:: ЗАДАНИЕ ::
Пожалуйста, перепечатайте часть текста о Галапагосах, начиная со слов «На Галапагосах не» и заканчивая словами «жаркий дождливый сезон.».

:: ФРАГМЕНТ СТРАНИЦЫ ::
>>>

Недалеко отсюда, всего в километре, сотни тысяч лет назад расплавленная жаром вулкана порода, остывая, образовала тоннели. Она твердела на воздухе, в то время как нижние слои, сохранявшие тепло, продолжали огненной рекой стекать к океану. Сегодня часть сводов обрушилась, и видно, как свободные пространства наполнены водой, в которой весело гоняются друг за другом мелкие рыбы.

Грунтовка забрала влево от берега и поползла по склону вверх. На холмах встречались тонкие деревья, покрытые светло-зелёными туниками лишайников, серые безжизненные кусты, пробуждающиеся бурной листвой лишь в дождливый сезон, и множество опунций, чьи огромные размеры больше напоминают деревья, нежели покрытые колючками побеги цвета зелёный шартрез. Опунция – один из самых устойчивых к засухам кактус, и вырастает она до невероятных размеров. Отдельные экземпляры могут достигать двенадцати метров в высоту.  Колючки на стволе постепенно отпадают,  и он покрывается древесной корой светло-коричневого цвета. В год опунция вырастает всего на несколько миллиметров, но, несмотря на это, часто сбрасывает плоские побеги, словно старые листья. В конце концов, мы оказались рядом с местом, где в 1946 году тридцать полицейских и триста заключённых высадились, чтобы на месте бывшей военной базы США основать тюремную колонию. Чтобы занять чем-нибудь осуждённых и не оставлять им свободного времени, начальство заставило их строить стену из вулканического камня, являющуюся и поныне памятником бессмысленного и жестокого труда. Теперь она зовётся «стеной слёз».

На Галапагосах не бывает идеальной погоды. В дождливый сезон осадки не позволяют насладиться всей красотой архипелага, а жара и сырость заставляют многих животных искать укрытия, дожди сменяются сезоном гаруа (garua), который, несмотря на отсутствие осадков, на деле оказывается более влажным, чем его предшественник. Большая концентрация паров воды, аккумулирующаяся у пиков вулканов и закрывающая вершины, периодически спускается в долины. Туман застилает растительность, осаждается на домах, обволакивает бухты с пристанями. Мелкая взвесь воды конденсируется из воздуха, как только температура понижается на градус или два. Вода в океане становится холодной, и градус её падает по мере увеличения скорости ветров. Как только стихают сильные порывы воздушных масс, наступает жаркий дождливый сезон.

<<<

:: РАЗДЕЛ ДАННЫХ ::
>>>

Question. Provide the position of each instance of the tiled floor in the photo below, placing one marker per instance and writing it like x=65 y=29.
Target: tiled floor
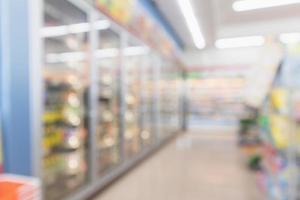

<<<

:: ИТОГОВЫЙ РЕЗУЛЬТАТ ::
На Галапагосах не бывает идеальной погоды. В дождливый сезон осадки не позволяют насладиться всей красотой архипелага, а жара и сырость заставляют многих животных искать укрытия, дожди сменяются сезоном гаруа (garua), который, несмотря на отсутствие осадков, на деле оказывается более влажным, чем его предшественник. Большая концентрация паров воды, аккумулирующаяся у пиков вулканов и закрывающая вершины, периодически спускается в долины. Туман застилает растительность, осаждается на домах, обволакивает бухты с пристанями. Мелкая взвесь воды конденсируется из воздуха, как только температура понижается на градус или два. Вода в океане становится холодной, и градус её падает по мере увеличения скорости ветров. Как только стихают сильные порывы воздушных масс, наступает жаркий дождливый сезон.